Required task
Extract every line of the data below verbatim, leaving the pictures out of your answer.

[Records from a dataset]
==================================================

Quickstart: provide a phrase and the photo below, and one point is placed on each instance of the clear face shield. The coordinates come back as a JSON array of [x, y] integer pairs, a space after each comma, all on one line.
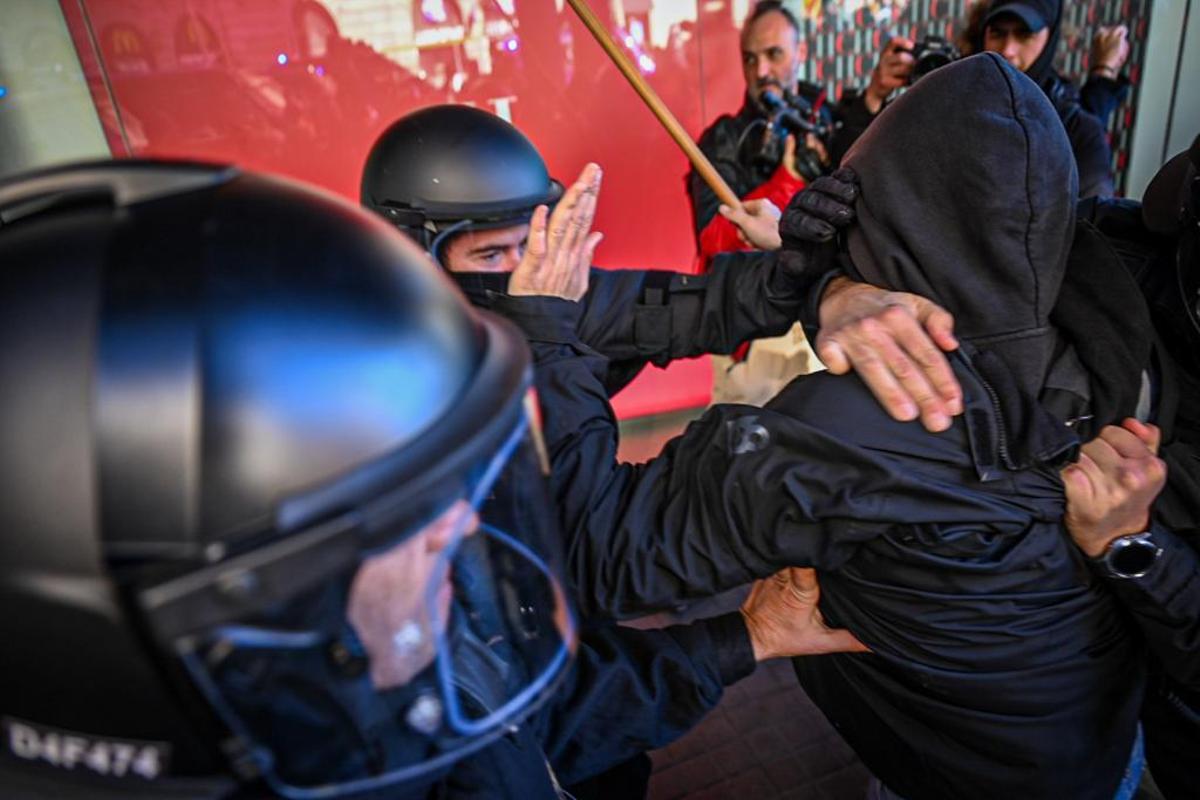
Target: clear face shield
[[406, 655]]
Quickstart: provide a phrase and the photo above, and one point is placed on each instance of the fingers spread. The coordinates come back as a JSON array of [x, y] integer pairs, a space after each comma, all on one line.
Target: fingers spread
[[876, 359]]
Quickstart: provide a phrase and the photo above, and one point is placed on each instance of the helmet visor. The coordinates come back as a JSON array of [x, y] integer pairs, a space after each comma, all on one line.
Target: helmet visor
[[418, 653]]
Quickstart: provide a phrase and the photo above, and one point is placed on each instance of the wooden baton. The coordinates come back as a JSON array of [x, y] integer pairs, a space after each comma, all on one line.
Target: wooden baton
[[660, 110]]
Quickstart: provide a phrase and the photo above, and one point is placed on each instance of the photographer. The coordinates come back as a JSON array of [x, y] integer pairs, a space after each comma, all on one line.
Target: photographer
[[1026, 35], [777, 143]]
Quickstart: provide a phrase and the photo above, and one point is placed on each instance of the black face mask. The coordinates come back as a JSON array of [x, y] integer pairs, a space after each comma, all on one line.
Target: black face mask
[[443, 633]]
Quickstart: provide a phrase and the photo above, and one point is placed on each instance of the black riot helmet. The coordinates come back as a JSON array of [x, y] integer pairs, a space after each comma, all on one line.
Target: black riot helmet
[[269, 501], [450, 168], [1171, 208]]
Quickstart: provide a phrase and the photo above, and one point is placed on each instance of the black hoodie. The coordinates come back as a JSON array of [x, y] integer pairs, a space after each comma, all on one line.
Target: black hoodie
[[1000, 667], [1089, 139]]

==================================================

Solution
Quickstart: provide a phrase and the photo below, and one point is placed on each instance of the clear face shield. The coordinates come back as a JSON array of [x, y] integer pairs, a space after each comma, all on one line.
Target: clear face shield
[[406, 655]]
Quickstart: provide a phrase and the photo above, and one point is placed on each instance of the fingers spread. The coordinates come back as a JSON array of [x, y] integer pairs, a space after each comma, all on one line.
Target: fingers spread
[[876, 359]]
Quickstart: provide a phrase and the photo above, and one point is placed on each instance of the helmet visor. The coordinates come back as a JSON array of [x, y] integer pairs, a space after each comma, all on one line.
Target: helmet visor
[[418, 653]]
Quickstart: provide a phrase and the photo above, and one point is placed on each instance of the wooden baton. The coordinates come back as a JSON array of [x, y] integer pairs, a space after each comma, all on one line.
Target: wooden baton
[[660, 110]]
Quickstart: provide a phrase and the photo above, and one point is placed on each instance of the photographer. The coordinates come back as a JSON array of [x, y] integer pairs, a space after each comma, all on one line.
Target: photographer
[[1026, 35], [777, 143]]
Quickstart: provide a phrase and the photo above, and one point is placed on each instance of the black face mask. The coordinates come back as a JSON array of [x, y] integer pairs, a space after each comma, all on one line.
Target: black face mask
[[443, 633]]
Quickstart: provide a phrase and the photo above, and one point is placed on each instance of the black riot helmet. The coordinates come back as a JSON array of [x, y] integer pairs, a space after each comma, all on one line.
Target: black riot helmet
[[269, 501], [450, 168], [1171, 208]]
Quickstart: provide a phrase and the photo above, and one point is placed on each instance of the black hoodie. The coordinates come back as a JSON array of [x, y] integer pairs, a space after each comma, all on one line.
Target: black hoodie
[[1000, 667], [1089, 139]]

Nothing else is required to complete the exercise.